(Vorgegebener Text):
Für den nächsten Tag, Samstag, den 22. September, war das große Fest der Sanktmartiner in Gerolzhofen angesagt, zu dem sich über 500 Landsleute aus ganz Deutschland einfanden. Unter den Klängen der Original Banater Dorfmusikanten aus München (Leitung: Helmut Baumgärtner) zogen die 35 Trachtenpaare von der Stadthalle zur Stadtpfarrkirche „Maria vom Rosenkranz“. Angeführt wurde der stattliche Kirchweihzug vom ersten Straußträgerpaar Annemarie und Martin Laczko, gefolgt vom zweiten Straußträgerpaar Brigitte und Waldemar Lustig. In den Festzug hatten sich auch die Erste Bürgermeisterin der Stadt Gerolzhofen, Irmgard Krammer, und weitere Ehrengäste eingereiht. Vor der im 15. Jahrhundert errichteten Kirche wurden die Kirchweihpaare von Stadtpfarrer Stefan Mai und Heimatpfarrer Adam Possmayer begrüßt.
Vor Beginn der Messe bedankte sich Bernhard Fackelmann bei Stadtpfarrer Mai für die Möglichkeit, die Sanktmartiner Kirchweih in dieser altehrwürdigen Kirche feiern zu dürfen, und bei Pfarrer Possmayer für seine Treue zu den Sanktmartinern. In seiner bewegenden Ansprache erläuterte er den Grund dieser Feier hier in Gerolzhofen und erwähnte, dass sich die Vorfahren der Sanktmartiner am 20. Mai 1724 hier, in dieser Kirche, zu einer Abschiedsmesse versammelt hatten, bevor Sie den weiten Weg nach Ungarn antraten. Er sprach vom Bau der alten Kirche in Sanktmartin, von der Kirchweihe und den Kirchweihfesten in der alten Heimat, aber auch vom Verlust der Heimat, von Heimweh und Heimatverbundenheit. Nun machte sich bei vielen das Gefühl breit, endlich wieder eine Heimat gefunden zu haben – in der alten Heimat der Vorfahren, so Fackelmann. Die Original Banater Dorfmusikanten und der Kirchenchor Gerolzhofen umrahmten die Messe musikalisch.
In seiner Predigt fragte sich Pfarrer Mai, welche Spannung, welches Gefühlsgemisch damals, vor 288 Jahren, über dieser Messe gelegen haben muss. Denn man reiste – immer auf Gott vertrauend – in ein fremdes, unbekanntes Land und man wusste, wie einst die Israeliten, dass der Zug durch die Wüste kein Spaziergang werden würde. Es rühre ihn, so Pfarrer Mai, dass die Vorfahren der Messbesucher damals den Heiligen Martin als Patron ihrer Kirche wählten. Abschließend wünschte er allen, dass die jährliche Feier zur Sanktmartiner Kirchweih dazu diene, nie die geistigen Wurzeln der Ahnen zu vergessen. Am Ende der Messe wurde zunächst unter den Klängen der Melodie „Ich hatte einen Kameraden“ die Kirchweihkerze im Gedenken an unsere Ahnen angezündet. Sie war umrahmt von den beiden Kirchweihsträußen und einem Bild des Heiligen Martin. Letzteres war von unserem Landsmann Franz Stark gemalt worden, der es der Kirche schenkte. Danach segneten die Geistlichen die beiden Kirchweihsträuße. Als Andenken an diese würdige Feier verblieb der zweite Strauß in der Kirche.

(Aufgabe 1): Schreiben Sie die Zeilen der Auflistung von der Zeile mit „Reviewer note: check that each instance of the green lake“ bis zum Ende der Auflistung unverändert ab.

(Übungsdaten):
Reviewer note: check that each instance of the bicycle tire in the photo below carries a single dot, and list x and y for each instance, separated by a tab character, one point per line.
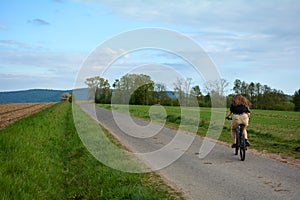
242	147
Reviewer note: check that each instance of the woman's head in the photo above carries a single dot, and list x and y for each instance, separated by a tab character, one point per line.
240	100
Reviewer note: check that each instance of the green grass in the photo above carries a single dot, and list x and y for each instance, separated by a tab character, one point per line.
274	131
42	157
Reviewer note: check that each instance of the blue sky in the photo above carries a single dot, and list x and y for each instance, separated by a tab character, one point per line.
43	44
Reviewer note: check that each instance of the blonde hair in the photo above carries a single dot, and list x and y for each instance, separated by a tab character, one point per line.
241	100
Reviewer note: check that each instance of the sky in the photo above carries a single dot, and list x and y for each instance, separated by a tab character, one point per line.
44	44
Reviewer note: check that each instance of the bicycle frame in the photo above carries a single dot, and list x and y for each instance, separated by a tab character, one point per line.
240	142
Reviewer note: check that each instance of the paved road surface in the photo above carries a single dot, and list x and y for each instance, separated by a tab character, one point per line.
220	175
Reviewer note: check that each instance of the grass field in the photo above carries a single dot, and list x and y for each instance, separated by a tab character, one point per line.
273	131
42	157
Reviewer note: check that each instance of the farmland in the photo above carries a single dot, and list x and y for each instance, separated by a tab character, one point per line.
11	112
269	131
42	157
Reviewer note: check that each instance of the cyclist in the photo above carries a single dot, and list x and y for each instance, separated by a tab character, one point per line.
241	115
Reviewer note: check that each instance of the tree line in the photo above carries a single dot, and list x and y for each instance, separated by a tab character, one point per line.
140	89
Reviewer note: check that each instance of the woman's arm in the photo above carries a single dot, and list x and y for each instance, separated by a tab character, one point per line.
229	113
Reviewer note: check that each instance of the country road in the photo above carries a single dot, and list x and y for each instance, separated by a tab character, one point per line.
220	175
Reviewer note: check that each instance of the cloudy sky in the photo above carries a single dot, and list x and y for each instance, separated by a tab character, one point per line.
43	44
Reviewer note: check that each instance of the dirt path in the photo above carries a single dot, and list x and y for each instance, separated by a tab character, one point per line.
11	112
220	175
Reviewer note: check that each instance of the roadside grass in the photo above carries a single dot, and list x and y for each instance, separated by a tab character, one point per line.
273	131
42	157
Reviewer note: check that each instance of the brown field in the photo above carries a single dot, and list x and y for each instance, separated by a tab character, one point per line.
11	112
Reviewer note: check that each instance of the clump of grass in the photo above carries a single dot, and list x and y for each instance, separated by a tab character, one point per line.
42	157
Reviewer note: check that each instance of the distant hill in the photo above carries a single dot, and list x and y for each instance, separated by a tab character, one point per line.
34	95
46	95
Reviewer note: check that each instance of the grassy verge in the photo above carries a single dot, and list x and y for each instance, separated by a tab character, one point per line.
274	131
42	157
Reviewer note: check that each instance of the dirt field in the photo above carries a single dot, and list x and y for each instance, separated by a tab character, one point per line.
11	112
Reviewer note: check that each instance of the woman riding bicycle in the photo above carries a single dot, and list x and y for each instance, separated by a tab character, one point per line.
241	115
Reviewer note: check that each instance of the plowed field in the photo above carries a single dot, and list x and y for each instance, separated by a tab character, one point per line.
11	112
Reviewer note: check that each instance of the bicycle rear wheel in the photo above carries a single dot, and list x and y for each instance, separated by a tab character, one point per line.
242	147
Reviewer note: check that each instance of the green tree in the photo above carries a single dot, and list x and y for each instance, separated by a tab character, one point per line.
296	100
134	89
99	89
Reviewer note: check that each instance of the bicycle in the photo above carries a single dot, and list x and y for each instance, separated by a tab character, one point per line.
240	141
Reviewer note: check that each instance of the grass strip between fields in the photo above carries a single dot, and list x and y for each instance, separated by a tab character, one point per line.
42	157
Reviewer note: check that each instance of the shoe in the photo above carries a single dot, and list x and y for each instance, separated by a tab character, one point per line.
247	143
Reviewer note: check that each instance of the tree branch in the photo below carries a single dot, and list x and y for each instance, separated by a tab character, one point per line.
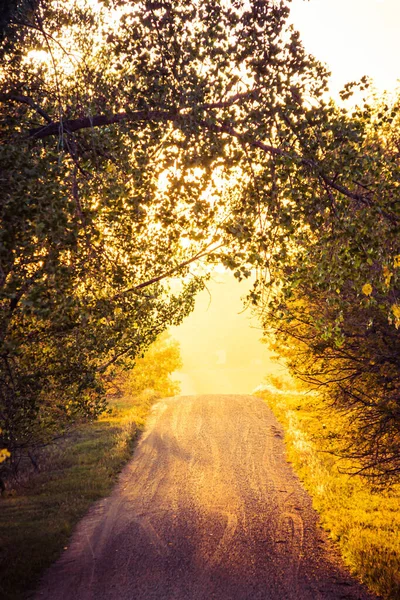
28	101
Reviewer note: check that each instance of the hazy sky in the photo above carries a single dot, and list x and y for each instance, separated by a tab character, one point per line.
221	350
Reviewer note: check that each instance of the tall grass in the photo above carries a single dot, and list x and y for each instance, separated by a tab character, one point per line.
363	521
38	516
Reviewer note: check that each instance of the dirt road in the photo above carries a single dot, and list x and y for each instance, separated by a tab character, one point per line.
208	509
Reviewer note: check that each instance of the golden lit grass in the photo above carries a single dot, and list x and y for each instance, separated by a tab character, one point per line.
364	522
36	522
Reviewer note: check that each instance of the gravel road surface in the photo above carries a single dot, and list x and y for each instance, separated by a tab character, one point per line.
207	509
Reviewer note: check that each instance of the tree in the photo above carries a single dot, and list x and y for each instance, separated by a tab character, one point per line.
333	303
137	139
152	371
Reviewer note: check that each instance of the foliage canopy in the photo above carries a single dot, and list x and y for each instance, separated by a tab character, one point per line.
139	137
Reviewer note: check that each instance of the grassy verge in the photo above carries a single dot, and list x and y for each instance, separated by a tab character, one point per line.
364	522
37	520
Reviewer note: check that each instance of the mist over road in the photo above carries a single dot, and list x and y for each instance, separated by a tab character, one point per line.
207	509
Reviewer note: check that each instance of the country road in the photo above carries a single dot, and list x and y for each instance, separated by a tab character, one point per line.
207	509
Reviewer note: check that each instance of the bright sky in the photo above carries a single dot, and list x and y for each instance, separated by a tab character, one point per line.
220	350
354	37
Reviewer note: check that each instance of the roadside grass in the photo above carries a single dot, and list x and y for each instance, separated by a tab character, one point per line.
363	521
37	519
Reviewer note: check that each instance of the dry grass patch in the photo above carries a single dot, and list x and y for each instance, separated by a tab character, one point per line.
365	522
37	517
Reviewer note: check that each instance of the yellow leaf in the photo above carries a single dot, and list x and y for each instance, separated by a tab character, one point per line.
396	314
387	274
4	453
367	289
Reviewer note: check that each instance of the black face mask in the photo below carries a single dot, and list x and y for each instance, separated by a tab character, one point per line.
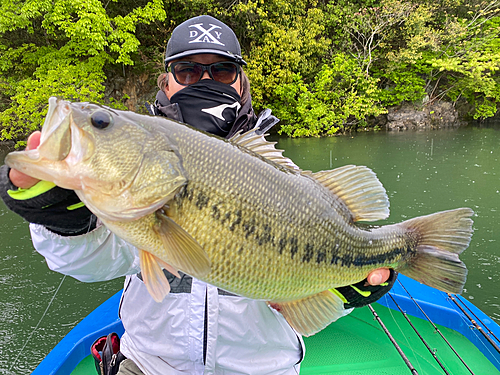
209	105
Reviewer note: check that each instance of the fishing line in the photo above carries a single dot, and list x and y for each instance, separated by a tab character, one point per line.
474	332
435	327
398	348
403	334
37	325
461	299
474	323
420	336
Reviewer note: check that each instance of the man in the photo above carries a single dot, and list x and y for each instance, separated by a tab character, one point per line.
197	328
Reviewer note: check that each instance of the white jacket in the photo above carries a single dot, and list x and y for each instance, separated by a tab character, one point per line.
238	336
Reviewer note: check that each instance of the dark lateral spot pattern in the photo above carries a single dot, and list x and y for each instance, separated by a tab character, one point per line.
202	201
264	235
215	212
281	245
308	253
236	221
294	247
320	257
349	259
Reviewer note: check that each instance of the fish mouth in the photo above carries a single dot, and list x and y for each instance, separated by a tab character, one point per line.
47	161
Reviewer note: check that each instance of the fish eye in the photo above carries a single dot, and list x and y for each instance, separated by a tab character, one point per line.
101	119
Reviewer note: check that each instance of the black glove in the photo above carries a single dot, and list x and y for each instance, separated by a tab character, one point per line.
59	210
359	295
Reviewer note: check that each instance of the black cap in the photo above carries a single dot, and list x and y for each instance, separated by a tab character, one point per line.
203	34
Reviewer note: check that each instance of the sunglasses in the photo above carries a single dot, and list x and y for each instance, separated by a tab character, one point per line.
186	73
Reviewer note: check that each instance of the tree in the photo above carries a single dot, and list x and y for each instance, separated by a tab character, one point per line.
60	48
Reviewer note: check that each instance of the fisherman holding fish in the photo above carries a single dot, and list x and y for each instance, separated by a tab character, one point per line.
197	328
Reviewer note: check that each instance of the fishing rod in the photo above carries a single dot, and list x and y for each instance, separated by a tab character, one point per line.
420	336
474	323
461	299
435	327
398	348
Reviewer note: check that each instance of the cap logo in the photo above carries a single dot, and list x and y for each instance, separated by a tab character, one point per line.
203	35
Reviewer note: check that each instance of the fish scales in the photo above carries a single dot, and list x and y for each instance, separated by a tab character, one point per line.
263	227
238	214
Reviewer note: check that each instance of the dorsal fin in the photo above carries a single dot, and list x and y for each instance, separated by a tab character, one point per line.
359	188
258	144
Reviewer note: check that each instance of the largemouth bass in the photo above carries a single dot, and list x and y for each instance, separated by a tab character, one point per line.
238	214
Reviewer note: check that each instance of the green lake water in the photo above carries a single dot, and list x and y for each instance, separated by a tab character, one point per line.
423	172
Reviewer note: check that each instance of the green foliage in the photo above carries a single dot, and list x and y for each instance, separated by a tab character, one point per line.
322	66
339	99
60	48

(Aufgabe 2): An welchem Tag versammelten sich laut dem Text über die Sanktmartiner Kirchweih die Vorfahren der Sanktmartiner in der Gerolzhofener Kirche zu einer Abschiedsmesse?

(Richtige Antwort 1):
Reviewer note: check that each instance of the green lake water in the photo above carries a single dot, and list x and y for each instance, separated by a tab character, one point per line.
423	172
Reviewer note: check that each instance of the green foliage in the photo above carries a single dot, and list x and y for each instance, separated by a tab character, one point per line.
322	66
339	99
60	48

(Richtige Antwort 2): Am 20. Mai 1724.